Text provided:

The Thanos Conundrum

This isn’t a ‘Thanos is right’ article. There were a proliferation of these hot takes in the aftermath of Endgame a few months back*, and I doubt I could add much. Rather, this article is about the consequences of halving the human (and animal) population, as depicted in Avengers: Endgame.

This is my problem: we have a science-fictional near-future scenario where the population has been reduced by half, and yet the complexities of such a tragedy are never honestly explored. My objection to Endgame (unfair, perhaps, because it is a super-hero movie and in the end, unless you are Christopher Nolan, shades of grey are not the point), is that it makes a difficult and fraught decision – to reverse what happened five years before – as easy and simple as snapping one’s fingers.

(Click the PDF icon, upper right, if you prefer reading a black-on-white script)

Before we snap our way to a happy ending, let’s discuss what could have happened between Thanos winning and Iron Man pressing reset.

Carbon emissions would be reduced. Massively reduced, after five years. The meat we eat would be halved because the market for meat would be halved, and after all, half the animals were snapped (we know this because the birds start singing again after they reverse the event of five years before, implying half the animals died). Way fewer farting cows. Power plants would be decommissioned. China would certainly not be building new ones. Fish stocks would be under far less pressure, as would fresh water supplies. We would no longer need so much of the surface of the Earth for agriculture (example: they’d probably stop burning down the Amazon to make way for soy crops). Environmentally, without question, it would be a positive.

You will be thinking about now: hey – he’s saying Thanos is right. I’m not saying that (mass murder is bad, m’kay). Rather, I’m saying that the movie didn’t address any of this. What I’m saying is: it’s actually very complicated.

The only potential complication raised by Endgame involved Iron Man having a family, and therefore finding a degree of happiness in those intervening years. But this was easily resolved by his insistence that they keep the five years in-between, that the past and the future, in a sense, merge. As we will see, this selfish insistence would almost certainly have been catastrophic.

Problems:
**1)** Reproduce the Thanos essay word for word, from "(Click the PDF" to "Man pressing reset.".
**2)** Write the next part of the Thanos essay, picking up after its final sentence.

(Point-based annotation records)

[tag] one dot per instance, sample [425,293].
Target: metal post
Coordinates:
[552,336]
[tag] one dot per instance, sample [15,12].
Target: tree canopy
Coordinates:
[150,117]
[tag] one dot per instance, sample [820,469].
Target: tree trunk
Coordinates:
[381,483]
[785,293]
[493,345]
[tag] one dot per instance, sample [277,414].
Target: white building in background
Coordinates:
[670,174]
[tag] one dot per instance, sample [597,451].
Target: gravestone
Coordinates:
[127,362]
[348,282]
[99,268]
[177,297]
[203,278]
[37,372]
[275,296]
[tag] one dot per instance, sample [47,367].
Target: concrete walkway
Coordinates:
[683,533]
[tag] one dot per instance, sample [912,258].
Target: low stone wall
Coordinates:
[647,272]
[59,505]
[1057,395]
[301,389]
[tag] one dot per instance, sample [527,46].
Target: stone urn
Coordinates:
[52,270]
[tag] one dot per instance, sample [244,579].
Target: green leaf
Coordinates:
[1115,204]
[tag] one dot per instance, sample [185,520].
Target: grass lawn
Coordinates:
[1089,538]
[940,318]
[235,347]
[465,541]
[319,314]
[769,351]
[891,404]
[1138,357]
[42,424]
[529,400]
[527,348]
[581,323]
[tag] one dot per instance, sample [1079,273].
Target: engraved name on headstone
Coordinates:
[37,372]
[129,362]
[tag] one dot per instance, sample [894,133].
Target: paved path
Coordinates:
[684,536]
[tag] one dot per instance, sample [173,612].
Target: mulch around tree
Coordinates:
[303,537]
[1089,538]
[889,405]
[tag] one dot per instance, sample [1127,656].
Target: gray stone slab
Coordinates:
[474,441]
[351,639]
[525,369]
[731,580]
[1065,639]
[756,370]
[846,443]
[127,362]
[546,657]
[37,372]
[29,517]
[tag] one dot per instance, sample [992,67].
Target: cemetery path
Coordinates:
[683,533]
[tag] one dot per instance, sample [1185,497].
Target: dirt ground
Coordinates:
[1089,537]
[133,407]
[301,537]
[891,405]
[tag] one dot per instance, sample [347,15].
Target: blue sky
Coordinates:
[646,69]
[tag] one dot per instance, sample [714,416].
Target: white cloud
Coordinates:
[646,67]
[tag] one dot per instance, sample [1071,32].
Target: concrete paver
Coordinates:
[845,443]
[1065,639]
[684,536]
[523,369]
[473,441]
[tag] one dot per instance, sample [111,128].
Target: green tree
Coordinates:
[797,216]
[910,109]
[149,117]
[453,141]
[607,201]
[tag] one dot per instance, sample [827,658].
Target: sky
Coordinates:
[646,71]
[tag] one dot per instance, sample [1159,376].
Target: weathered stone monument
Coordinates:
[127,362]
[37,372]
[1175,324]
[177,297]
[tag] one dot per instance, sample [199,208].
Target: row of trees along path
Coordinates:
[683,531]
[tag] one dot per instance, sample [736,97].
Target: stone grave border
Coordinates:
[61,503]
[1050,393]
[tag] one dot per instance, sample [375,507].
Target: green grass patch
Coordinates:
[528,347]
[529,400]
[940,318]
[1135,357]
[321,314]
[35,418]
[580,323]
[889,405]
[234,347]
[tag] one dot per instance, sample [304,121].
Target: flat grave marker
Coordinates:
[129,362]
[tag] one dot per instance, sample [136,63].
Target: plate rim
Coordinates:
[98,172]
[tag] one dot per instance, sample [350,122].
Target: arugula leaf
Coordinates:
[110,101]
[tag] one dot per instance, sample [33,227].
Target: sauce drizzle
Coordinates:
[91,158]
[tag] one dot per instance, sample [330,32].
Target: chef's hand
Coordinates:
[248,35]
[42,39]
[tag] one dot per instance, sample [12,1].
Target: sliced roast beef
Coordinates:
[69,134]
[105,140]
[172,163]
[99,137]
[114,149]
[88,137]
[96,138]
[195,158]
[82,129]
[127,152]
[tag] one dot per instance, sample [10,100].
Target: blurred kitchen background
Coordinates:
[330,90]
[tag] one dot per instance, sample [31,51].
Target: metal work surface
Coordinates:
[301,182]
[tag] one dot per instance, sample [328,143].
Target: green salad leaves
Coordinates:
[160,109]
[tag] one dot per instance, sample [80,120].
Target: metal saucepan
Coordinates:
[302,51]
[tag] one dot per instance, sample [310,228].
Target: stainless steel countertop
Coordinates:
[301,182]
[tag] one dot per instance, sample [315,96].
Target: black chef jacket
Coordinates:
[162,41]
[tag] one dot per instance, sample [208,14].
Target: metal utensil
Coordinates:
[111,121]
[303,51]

Results in order:
**1)**
(Click the PDF icon, upper right, if you prefer reading a black-on-white script)

Before we snap our way to a happy ending, let’s discuss what could have happened between Thanos winning and Iron Man pressing reset.

**2)**
But before we get there, let us first look at some of the stupidities depicted in the post-Thanos world. For example: at one point Captain America drives past an empty, overgrown baseball stadium. Why? Did all the baseball fans get wiped out, all the players? No. Only half of each, on average. Taking a cricket example, do we really thinking an ambitious Sheffield Shield player wouldn’t step up to the Australian team if one of the opening batsman were Thanos’d? Or that interest in the Ashes would be reduced? It’d be increased, if anything, given the important role sport has always played in times of national or global crisis (In fact, studies show that populations come together in these times: the World Wars, 9/11, natural disasters, and the like; these events strengthen social bonds and give survivors a sense of purpose).

Stupid. Stadiums would not be abandoned. Sport would go on; everything would go on. And yes, this includes garbage being collected. Only half the garbage collectors died, remember, so why are the streets strewn with litter? It’s a nonsense. Especially five years on, when the world has had time to recover and to remedy.

There would be some infrastructure decay: yes. Housing needs would be halved, for example. Parts of a city would be abandoned, especially the outer suburbs: the long commute would no longer be necessary. It would no longer be necessary because homes closer to the city would be available and affordable. In general, housing prices would dramatically fall, and Millennials (and Gen Xers like me) might finally be able to buy their own homes.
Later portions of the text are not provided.